* start RECORDS FOR THE EXERCISE *
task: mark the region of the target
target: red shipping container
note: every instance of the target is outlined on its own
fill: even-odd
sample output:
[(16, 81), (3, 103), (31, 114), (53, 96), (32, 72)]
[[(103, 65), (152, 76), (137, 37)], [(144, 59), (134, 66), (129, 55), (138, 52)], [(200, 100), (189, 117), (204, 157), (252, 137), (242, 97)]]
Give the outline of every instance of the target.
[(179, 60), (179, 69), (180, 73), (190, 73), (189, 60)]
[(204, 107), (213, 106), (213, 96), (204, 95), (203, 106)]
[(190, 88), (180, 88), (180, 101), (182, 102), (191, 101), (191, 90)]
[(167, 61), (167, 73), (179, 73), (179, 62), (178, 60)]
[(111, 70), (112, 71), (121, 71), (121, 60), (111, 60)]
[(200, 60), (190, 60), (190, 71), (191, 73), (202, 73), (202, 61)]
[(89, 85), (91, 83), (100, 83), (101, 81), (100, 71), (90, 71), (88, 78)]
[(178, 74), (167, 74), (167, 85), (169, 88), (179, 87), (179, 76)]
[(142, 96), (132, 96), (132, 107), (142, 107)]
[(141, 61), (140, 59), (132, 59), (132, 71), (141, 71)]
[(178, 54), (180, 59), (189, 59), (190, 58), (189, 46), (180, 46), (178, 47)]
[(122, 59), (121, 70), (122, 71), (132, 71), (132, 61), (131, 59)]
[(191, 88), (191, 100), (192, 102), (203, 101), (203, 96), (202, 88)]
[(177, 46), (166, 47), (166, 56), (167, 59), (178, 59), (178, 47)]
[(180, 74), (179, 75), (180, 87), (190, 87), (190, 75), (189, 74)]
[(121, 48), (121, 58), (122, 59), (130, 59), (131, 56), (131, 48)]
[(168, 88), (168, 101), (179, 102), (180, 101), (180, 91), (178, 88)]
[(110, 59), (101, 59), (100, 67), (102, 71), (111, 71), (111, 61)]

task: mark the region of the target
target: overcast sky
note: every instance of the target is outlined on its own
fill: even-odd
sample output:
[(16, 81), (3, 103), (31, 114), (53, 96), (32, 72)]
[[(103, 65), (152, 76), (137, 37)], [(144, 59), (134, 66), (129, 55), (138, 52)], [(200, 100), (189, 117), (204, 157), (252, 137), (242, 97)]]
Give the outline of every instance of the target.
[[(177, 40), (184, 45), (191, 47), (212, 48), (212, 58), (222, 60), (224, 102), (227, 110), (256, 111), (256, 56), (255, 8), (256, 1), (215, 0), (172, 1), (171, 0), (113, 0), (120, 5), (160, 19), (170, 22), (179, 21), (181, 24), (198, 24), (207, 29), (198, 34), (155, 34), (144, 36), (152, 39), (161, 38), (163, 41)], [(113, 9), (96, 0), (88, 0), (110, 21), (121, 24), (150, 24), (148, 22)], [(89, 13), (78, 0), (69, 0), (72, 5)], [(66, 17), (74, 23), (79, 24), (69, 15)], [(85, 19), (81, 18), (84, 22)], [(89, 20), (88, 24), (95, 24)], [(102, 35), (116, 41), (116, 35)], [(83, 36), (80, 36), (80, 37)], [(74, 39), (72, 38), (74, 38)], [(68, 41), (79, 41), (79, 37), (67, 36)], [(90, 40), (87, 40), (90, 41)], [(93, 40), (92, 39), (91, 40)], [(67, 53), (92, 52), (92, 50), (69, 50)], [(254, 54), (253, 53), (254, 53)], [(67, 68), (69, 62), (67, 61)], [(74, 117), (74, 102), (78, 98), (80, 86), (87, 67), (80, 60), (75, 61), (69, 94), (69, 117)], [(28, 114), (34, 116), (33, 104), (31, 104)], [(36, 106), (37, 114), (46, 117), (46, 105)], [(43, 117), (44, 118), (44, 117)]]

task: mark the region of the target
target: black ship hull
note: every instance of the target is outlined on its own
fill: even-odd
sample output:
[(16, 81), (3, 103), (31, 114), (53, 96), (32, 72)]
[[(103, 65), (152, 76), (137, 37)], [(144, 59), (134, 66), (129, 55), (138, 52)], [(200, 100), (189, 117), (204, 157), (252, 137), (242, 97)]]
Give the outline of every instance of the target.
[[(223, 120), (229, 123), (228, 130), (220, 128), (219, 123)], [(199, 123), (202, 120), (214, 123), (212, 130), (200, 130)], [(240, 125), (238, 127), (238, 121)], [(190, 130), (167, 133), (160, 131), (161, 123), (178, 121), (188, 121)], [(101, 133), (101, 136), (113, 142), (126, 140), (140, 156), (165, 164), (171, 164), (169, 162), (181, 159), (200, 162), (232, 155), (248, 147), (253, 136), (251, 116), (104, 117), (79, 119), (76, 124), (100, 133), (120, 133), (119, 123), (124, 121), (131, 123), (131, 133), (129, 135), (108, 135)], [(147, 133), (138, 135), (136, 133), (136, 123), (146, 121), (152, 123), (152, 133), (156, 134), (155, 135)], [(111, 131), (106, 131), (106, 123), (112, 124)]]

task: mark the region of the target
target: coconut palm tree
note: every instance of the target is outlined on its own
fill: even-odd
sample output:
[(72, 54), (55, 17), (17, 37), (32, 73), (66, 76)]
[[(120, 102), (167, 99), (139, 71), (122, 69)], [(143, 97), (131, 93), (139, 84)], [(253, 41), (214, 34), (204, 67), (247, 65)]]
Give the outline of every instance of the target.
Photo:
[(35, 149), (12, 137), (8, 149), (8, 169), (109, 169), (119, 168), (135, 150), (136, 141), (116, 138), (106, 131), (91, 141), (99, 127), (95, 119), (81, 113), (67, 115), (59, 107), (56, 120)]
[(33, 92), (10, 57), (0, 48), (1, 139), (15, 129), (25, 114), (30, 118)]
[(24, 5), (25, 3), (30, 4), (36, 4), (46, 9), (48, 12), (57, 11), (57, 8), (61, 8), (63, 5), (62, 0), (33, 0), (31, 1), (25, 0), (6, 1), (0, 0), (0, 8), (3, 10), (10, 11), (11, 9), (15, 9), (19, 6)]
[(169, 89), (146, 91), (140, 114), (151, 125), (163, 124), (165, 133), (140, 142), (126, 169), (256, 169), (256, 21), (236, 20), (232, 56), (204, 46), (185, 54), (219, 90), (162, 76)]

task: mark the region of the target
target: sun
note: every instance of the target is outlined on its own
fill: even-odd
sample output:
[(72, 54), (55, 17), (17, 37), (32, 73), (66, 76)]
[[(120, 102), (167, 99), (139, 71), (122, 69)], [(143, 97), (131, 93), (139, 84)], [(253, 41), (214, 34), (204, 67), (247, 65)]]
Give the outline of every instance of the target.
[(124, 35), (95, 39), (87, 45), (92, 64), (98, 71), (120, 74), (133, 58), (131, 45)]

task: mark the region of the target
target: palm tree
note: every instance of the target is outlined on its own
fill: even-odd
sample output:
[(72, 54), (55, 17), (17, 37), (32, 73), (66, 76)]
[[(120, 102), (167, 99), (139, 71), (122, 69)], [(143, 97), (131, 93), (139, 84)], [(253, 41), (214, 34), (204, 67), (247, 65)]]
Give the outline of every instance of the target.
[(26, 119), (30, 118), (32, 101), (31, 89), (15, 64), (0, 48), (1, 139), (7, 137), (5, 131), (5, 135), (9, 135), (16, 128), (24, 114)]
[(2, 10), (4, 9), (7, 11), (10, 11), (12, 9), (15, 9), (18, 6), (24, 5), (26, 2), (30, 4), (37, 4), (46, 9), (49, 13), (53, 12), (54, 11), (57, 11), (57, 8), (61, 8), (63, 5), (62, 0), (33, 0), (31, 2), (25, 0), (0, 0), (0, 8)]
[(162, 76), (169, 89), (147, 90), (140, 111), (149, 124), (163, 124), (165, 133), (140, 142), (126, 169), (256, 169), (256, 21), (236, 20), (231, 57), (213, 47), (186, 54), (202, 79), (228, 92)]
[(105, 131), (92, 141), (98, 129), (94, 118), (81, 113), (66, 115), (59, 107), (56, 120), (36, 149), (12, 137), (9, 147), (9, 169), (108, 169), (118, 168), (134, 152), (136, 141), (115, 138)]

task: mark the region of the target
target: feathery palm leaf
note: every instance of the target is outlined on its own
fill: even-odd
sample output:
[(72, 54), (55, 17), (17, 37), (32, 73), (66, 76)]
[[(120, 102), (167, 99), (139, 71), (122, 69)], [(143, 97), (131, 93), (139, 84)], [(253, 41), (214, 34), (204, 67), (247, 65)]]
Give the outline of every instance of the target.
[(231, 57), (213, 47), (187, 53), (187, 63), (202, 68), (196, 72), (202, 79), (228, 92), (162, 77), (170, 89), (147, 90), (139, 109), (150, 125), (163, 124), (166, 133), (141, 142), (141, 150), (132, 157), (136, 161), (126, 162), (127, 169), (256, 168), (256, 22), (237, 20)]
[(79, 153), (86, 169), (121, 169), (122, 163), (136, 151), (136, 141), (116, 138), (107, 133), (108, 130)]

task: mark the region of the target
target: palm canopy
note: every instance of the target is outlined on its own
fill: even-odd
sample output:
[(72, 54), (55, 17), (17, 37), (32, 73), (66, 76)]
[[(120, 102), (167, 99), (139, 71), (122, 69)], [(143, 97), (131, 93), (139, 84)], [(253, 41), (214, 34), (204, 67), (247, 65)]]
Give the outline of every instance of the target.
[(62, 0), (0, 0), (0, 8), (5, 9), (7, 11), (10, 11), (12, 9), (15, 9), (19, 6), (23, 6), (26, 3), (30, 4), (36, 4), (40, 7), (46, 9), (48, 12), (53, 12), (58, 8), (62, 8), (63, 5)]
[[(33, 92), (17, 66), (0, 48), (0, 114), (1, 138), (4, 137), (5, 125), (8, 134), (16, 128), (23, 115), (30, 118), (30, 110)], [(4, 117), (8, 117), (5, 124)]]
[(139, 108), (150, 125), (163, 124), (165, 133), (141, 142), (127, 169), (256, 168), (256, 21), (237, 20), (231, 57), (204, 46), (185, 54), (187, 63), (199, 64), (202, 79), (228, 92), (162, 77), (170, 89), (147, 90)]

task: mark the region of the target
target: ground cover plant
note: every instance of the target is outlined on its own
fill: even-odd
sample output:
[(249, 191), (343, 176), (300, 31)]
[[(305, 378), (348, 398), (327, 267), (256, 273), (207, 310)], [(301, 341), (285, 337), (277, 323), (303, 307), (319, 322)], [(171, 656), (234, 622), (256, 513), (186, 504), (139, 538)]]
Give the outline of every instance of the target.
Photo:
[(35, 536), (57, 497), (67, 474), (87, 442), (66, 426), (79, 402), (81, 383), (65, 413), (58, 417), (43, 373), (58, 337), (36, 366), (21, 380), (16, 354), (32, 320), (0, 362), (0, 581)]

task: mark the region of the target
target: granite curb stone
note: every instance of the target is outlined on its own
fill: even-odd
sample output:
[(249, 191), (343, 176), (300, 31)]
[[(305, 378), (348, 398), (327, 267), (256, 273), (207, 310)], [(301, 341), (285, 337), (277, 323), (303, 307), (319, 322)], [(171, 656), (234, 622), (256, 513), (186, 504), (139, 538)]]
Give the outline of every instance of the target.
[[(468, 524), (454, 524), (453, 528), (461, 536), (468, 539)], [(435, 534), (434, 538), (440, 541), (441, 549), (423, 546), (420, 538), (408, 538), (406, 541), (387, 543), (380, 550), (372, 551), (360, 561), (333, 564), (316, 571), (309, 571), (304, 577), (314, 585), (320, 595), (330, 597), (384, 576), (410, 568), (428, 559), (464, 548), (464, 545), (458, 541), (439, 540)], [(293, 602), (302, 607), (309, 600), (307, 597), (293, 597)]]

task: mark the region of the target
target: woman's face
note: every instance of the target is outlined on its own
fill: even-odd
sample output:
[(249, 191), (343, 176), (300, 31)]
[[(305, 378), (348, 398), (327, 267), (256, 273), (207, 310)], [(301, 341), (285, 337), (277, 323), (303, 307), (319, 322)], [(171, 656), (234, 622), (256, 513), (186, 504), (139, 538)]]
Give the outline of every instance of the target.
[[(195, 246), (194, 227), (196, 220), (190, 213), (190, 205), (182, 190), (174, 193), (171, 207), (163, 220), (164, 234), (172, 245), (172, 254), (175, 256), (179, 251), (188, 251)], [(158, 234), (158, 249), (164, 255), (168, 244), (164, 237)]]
* end RECORDS FOR THE EXERCISE *
▶ [AIM OF THE EXERCISE] Copy the entries unchanged, from their first line down to and including the line that contains "59), (178, 47)]".

▶ [CORRECT OUTPUT]
task: mark the region of the target
target: red shipping container
note: every instance of the target is outlined on its own
fill: even-odd
sample output:
[(16, 81), (3, 103), (31, 114), (53, 96), (32, 72)]
[[(103, 65), (152, 76), (137, 37)], [(144, 59), (134, 66), (129, 55), (138, 52)], [(200, 100), (189, 117), (204, 157), (252, 137), (242, 97)]]
Give the outline of every instance of the target.
[(179, 60), (179, 69), (180, 73), (190, 73), (189, 60)]
[(204, 107), (213, 106), (213, 96), (204, 95), (203, 106)]
[(190, 88), (180, 88), (180, 101), (182, 102), (191, 101), (191, 90)]
[(167, 61), (167, 73), (179, 73), (179, 62), (178, 60)]
[(111, 70), (112, 71), (121, 71), (121, 60), (111, 60)]
[(200, 60), (190, 60), (190, 71), (191, 73), (202, 73), (202, 61)]
[(89, 85), (91, 83), (100, 83), (101, 81), (100, 71), (90, 71), (88, 78)]
[(178, 74), (167, 74), (167, 85), (169, 88), (179, 87), (179, 76)]
[(142, 96), (132, 96), (132, 107), (142, 107)]
[(141, 61), (140, 59), (132, 59), (132, 71), (141, 71)]
[(178, 54), (180, 59), (189, 59), (190, 58), (189, 46), (180, 46), (178, 47)]
[(122, 59), (121, 70), (122, 71), (132, 71), (132, 61), (131, 59)]
[(191, 88), (191, 100), (192, 102), (203, 101), (203, 96), (202, 88)]
[(177, 46), (166, 47), (166, 56), (167, 59), (178, 59), (178, 47)]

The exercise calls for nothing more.